▸ **INSTRUCTION**
Please update these lines so that every "tree on hillside" reads "tree on slope", leaving everything else unchanged.

· · · · · · ·

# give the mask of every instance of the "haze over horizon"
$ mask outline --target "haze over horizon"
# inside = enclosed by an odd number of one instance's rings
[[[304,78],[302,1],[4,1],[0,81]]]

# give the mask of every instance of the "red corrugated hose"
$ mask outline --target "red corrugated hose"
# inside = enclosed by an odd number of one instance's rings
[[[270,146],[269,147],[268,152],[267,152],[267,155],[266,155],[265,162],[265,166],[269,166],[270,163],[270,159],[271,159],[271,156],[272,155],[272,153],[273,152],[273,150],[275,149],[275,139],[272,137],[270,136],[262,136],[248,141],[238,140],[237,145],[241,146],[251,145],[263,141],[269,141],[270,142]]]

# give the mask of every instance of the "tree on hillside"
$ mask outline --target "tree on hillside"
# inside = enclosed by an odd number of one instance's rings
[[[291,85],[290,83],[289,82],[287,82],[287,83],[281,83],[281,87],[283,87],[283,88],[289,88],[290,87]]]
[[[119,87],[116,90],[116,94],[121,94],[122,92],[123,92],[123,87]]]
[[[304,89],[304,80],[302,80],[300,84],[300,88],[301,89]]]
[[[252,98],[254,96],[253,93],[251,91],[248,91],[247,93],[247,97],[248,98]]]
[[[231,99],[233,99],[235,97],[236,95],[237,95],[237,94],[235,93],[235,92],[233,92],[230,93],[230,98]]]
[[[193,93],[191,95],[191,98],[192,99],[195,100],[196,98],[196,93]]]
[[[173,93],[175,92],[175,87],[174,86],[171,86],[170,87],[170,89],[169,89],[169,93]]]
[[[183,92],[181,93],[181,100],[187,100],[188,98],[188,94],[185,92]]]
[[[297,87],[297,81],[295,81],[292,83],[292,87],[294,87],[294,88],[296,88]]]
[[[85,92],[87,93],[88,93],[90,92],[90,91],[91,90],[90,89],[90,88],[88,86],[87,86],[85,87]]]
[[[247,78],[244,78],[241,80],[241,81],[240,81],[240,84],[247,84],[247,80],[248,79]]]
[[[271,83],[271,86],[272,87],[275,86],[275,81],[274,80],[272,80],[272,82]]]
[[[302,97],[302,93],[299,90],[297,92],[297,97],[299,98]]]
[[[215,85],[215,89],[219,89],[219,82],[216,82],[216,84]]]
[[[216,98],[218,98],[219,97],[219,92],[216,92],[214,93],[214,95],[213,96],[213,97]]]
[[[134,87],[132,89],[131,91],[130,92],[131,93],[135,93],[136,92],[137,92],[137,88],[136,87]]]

· · · · · · ·

▸ **RESPONSE TO THIS TASK**
# give the mask of every instance of the "haze over horizon"
$ mask outline --target "haze over horizon"
# inside = enclosed by an odd number of one instance's rings
[[[304,78],[302,1],[4,1],[0,81]]]

# give the mask of every instance of the "red corrugated hose"
$ mask outline --target "red corrugated hose"
# inside = enclosed by an odd number of one instance's rings
[[[270,146],[269,147],[268,152],[267,152],[267,155],[266,155],[265,162],[265,166],[269,166],[270,163],[270,159],[271,159],[271,156],[272,155],[272,153],[273,152],[273,150],[275,149],[275,139],[272,137],[270,136],[262,136],[248,141],[238,140],[237,145],[241,146],[251,145],[263,141],[269,141],[270,142]]]

# give the mask of every instance of the "tree on slope"
$ mask outline --target "tree on slope"
# inside = enclosed by an odd number of one instance's rings
[[[291,85],[290,83],[289,82],[287,82],[287,83],[281,83],[281,87],[283,87],[283,88],[289,88],[290,87]]]
[[[119,87],[116,90],[116,94],[121,94],[122,92],[123,92],[123,87]]]
[[[304,89],[304,80],[302,80],[300,84],[300,88],[301,89]]]
[[[252,98],[254,96],[253,93],[251,91],[248,91],[247,93],[247,97],[248,98]]]
[[[231,99],[233,99],[235,97],[236,95],[237,95],[237,94],[235,93],[235,92],[233,92],[230,93],[230,98]]]
[[[193,93],[191,95],[191,98],[192,99],[195,100],[196,98],[196,93]]]
[[[173,93],[175,92],[175,87],[174,86],[171,86],[170,87],[170,89],[169,89],[169,93]]]
[[[183,92],[181,93],[181,100],[187,100],[188,98],[188,94],[185,92]]]
[[[297,87],[297,81],[295,81],[292,83],[292,87],[294,87],[294,88],[296,88]]]
[[[85,92],[87,93],[88,93],[90,92],[90,91],[91,90],[90,89],[90,88],[88,86],[87,86],[85,87]]]
[[[247,78],[244,78],[241,80],[241,81],[240,81],[240,84],[247,84],[247,80],[248,79]]]
[[[271,83],[271,86],[272,87],[275,86],[275,81],[274,80],[272,80],[272,82]]]
[[[302,97],[302,93],[299,90],[297,92],[297,97],[299,98]]]
[[[215,85],[215,89],[219,89],[219,82],[216,82],[216,84]]]
[[[216,98],[218,98],[219,97],[219,92],[216,92],[214,93],[214,95],[213,96],[213,97]]]
[[[134,87],[132,89],[131,91],[130,92],[131,93],[135,93],[136,92],[137,92],[137,88],[136,87]]]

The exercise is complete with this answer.